● Exercise aim:
Can you pull out, word for word, the part of the Ethereum fee article between "The first transaction, which" and "mysterious transaction sender.", inclusive?

● Document segment:
>>>

Yesterday, the Ethereum blockchain saw two suspicious transactions: a single, unmarked address unknown by the crypto public sent two transactions both with a transaction fee of 10,668 ETH during a 16-hour time span.
The first transaction, which cost $2.5 million, sent $130 of value. And the second, which also cost $2.5 million, sent $87,000 worth of Ethereum.
The transactions were immediately flagged as likely mistakes, presumably caused by a bug in the wallet software used by the mysterious transaction sender.
While this story quickly grabbed headlines, another address made the same mistake, paying an extremely high transaction fee that is exponentially higher than the status quo. This time, analysts postulate that the Ethereum transaction may be related to a hack.
Third Absurd Ethereum Transaction Sent in 24 Hours
Around 24 hours after the second $2.5 million fee transaction, block explorers and individuals noticed another suspicious transaction: A user spent over $500,000 to send 3,200 ETH, worth around $750,000.

<<<

Image location labeling entries
>>>

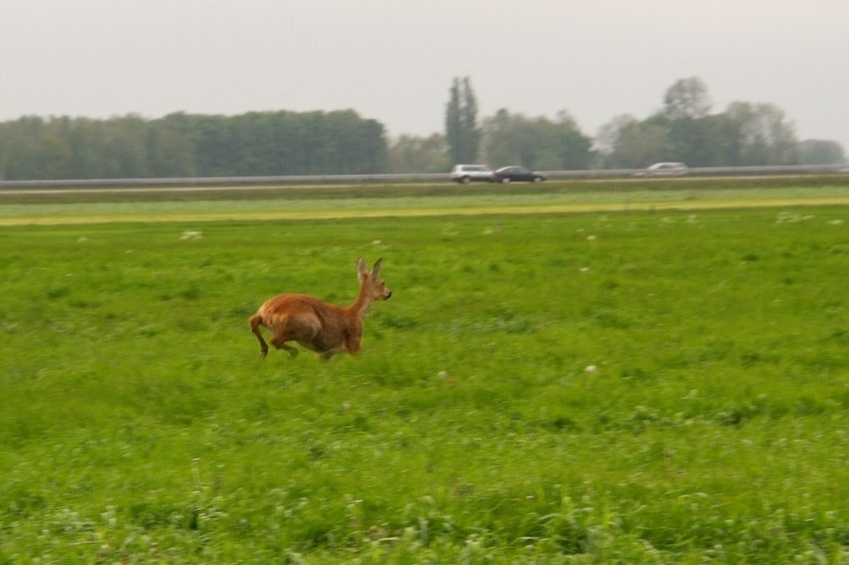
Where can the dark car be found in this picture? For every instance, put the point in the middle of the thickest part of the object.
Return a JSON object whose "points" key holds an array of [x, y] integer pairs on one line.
{"points": [[515, 173]]}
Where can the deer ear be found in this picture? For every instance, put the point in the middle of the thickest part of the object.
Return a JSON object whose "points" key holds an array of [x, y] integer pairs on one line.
{"points": [[375, 271]]}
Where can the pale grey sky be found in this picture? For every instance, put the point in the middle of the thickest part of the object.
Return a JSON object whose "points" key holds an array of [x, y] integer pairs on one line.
{"points": [[394, 60]]}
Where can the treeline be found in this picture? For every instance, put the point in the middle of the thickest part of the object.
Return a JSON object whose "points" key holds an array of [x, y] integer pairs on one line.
{"points": [[684, 129], [185, 145], [745, 134], [341, 142]]}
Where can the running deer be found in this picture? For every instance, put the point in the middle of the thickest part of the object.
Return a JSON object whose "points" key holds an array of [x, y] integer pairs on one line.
{"points": [[324, 328]]}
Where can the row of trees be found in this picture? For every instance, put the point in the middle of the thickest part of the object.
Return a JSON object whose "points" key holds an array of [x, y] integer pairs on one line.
{"points": [[290, 143], [683, 130], [183, 145]]}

<<<

● Completed exercise:
The first transaction, which cost $2.5 million, sent $130 of value. And the second, which also cost $2.5 million, sent $87,000 worth of Ethereum.
The transactions were immediately flagged as likely mistakes, presumably caused by a bug in the wallet software used by the mysterious transaction sender.